## Problem statement
Provide the records once more, identical to the original.

## Position identification records
···

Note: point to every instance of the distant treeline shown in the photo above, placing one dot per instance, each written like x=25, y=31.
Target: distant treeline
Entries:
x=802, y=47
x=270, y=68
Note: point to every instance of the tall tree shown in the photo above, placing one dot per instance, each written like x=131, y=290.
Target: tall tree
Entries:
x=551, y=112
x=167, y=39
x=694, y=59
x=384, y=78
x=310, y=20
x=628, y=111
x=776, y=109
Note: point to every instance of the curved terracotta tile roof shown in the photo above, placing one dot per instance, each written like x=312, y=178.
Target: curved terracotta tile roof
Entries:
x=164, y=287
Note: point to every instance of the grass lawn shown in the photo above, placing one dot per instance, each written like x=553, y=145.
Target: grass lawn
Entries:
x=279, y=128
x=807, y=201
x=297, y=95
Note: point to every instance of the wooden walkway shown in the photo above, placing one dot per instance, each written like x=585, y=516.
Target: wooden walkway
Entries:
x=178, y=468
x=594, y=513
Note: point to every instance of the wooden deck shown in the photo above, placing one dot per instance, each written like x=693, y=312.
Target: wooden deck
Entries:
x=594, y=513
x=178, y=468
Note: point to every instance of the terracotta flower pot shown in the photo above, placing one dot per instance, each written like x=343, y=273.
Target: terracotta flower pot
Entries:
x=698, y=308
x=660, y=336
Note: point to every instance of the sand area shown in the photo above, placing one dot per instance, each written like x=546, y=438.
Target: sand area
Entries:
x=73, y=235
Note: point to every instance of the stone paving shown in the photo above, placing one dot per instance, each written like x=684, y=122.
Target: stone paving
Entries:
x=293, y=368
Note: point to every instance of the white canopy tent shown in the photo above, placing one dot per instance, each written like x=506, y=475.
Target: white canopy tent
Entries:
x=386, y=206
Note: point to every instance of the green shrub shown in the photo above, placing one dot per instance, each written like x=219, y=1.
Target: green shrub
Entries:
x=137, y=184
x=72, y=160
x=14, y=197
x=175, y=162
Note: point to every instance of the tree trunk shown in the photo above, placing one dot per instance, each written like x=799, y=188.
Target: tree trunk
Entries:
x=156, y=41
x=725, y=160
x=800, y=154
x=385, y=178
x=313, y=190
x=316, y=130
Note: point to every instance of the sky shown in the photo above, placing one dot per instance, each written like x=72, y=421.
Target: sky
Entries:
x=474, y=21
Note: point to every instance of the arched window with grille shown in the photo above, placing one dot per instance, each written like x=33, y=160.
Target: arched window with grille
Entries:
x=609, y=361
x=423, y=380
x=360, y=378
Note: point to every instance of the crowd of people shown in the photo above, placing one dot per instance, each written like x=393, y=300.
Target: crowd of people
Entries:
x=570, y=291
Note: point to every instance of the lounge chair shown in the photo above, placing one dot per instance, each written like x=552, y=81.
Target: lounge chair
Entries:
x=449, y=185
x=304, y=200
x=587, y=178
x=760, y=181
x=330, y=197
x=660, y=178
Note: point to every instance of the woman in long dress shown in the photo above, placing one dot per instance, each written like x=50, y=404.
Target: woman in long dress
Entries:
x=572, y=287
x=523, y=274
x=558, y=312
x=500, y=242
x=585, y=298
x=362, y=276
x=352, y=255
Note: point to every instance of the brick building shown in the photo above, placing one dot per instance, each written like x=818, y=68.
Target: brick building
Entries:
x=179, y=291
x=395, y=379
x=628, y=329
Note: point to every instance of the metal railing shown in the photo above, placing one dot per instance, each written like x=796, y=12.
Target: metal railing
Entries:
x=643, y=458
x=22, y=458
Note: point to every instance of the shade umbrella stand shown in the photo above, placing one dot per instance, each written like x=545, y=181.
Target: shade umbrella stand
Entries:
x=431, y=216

···

## Answer to the exercise
Note: point to every instance of the distant treeline shown in the photo above, placing one dot per instance, each written like x=25, y=31.
Target: distant treeline
Entries:
x=802, y=47
x=270, y=68
Note: point to every instance of the tall tree shown in the photo above, placing one dot per instance, each written like x=131, y=290.
Target: tall tree
Entries:
x=551, y=112
x=167, y=39
x=694, y=59
x=384, y=78
x=310, y=20
x=628, y=111
x=776, y=109
Note: point to every instance of the curved terracotta tile roof shown in the photo above, placing one dot per instance, each written like x=312, y=178.
Target: curved terracotta tile roof
Entries:
x=164, y=287
Note: point to every instance of the grass lawn shown in the photo above, placing one dot per instance, each written like x=553, y=145.
Target: grass lawn
Entries:
x=279, y=128
x=807, y=201
x=297, y=95
Note: point to every instance of the wooden walkway shown in the photo above, placing one dot per instance, each written like x=585, y=516.
Target: wooden walkway
Entries:
x=178, y=468
x=594, y=513
Note: point to every instance of the wooden deck shown in the photo above, placing one dot per instance, each written like x=693, y=312.
Target: wooden deck
Entries:
x=594, y=513
x=178, y=468
Note: point to every instance of the terracotta flower pot shown in the photo above, placing one dot per instance, each written like x=343, y=273.
Target: terracotta flower pot
Entries:
x=698, y=308
x=660, y=336
Note: point to every instance of the sand area shown in the photo above, placing one dot per instance, each written like x=546, y=438.
Target: sand area
Entries:
x=73, y=235
Note: point to every instance of the stone paving shown in the photo above, placing one dot per instance, each written like x=684, y=122.
Target: stone paving
Entries:
x=293, y=368
Note: point to every instance of the white canopy tent shown in the photo above, placing one dot per instance, each written like x=506, y=475.
Target: white canopy tent
Entries:
x=386, y=206
Note: point to every instance of the green shrub shown in the photo above, placing one dot per instance, each written like x=219, y=1.
Target: green shrub
Entries:
x=137, y=184
x=72, y=160
x=14, y=197
x=175, y=162
Note: point to every instance of the tree trunk shown in the photo above, placing one dot per instance, each written like x=799, y=188.
Target: tree trunk
Entries:
x=156, y=41
x=725, y=160
x=800, y=154
x=385, y=178
x=313, y=190
x=316, y=130
Note: point to every instance of the sky shown in the photo above, placing one dot per instance, each written like x=72, y=421.
Target: sky
Entries:
x=474, y=21
Note: point to every instance of the arched window with grille shown in the photo above, placing one dot per instance, each written like x=33, y=160.
Target: arched window with grille
Entries:
x=609, y=361
x=423, y=380
x=360, y=378
Note: point to every instance of the crowd of people shown in the photo above, placing one dot per instance, each written like x=393, y=300.
Target: crowd of people
Entries:
x=570, y=291
Note: point to every instance of the lounge chair shown in the photo above, placing one dot per instance, each written like x=552, y=81.
Target: lounge chair
Entries:
x=449, y=185
x=304, y=200
x=587, y=178
x=760, y=181
x=330, y=197
x=660, y=178
Note: point to every instance of the woman in long dress shown in the photo above, placing one dot per instance, each written like x=50, y=404.
Target: woman in long dress
Entries:
x=572, y=287
x=523, y=274
x=558, y=312
x=500, y=242
x=585, y=298
x=362, y=276
x=352, y=255
Note: point to every instance of the brick building shown in the photo above, placing one dot per instance, each written like x=818, y=68.
Target: brick building
Entries:
x=179, y=291
x=395, y=379
x=628, y=329
Note: point to every instance of the metal railing shown in the photo above, placing one dot per instance, each written like x=796, y=12.
Target: metal railing
Entries:
x=643, y=458
x=22, y=458
Note: point to every instance of the shade umbrella stand shown in the photo above, placing one dot per instance, each written like x=545, y=181.
Target: shade umbrella stand
Entries:
x=431, y=216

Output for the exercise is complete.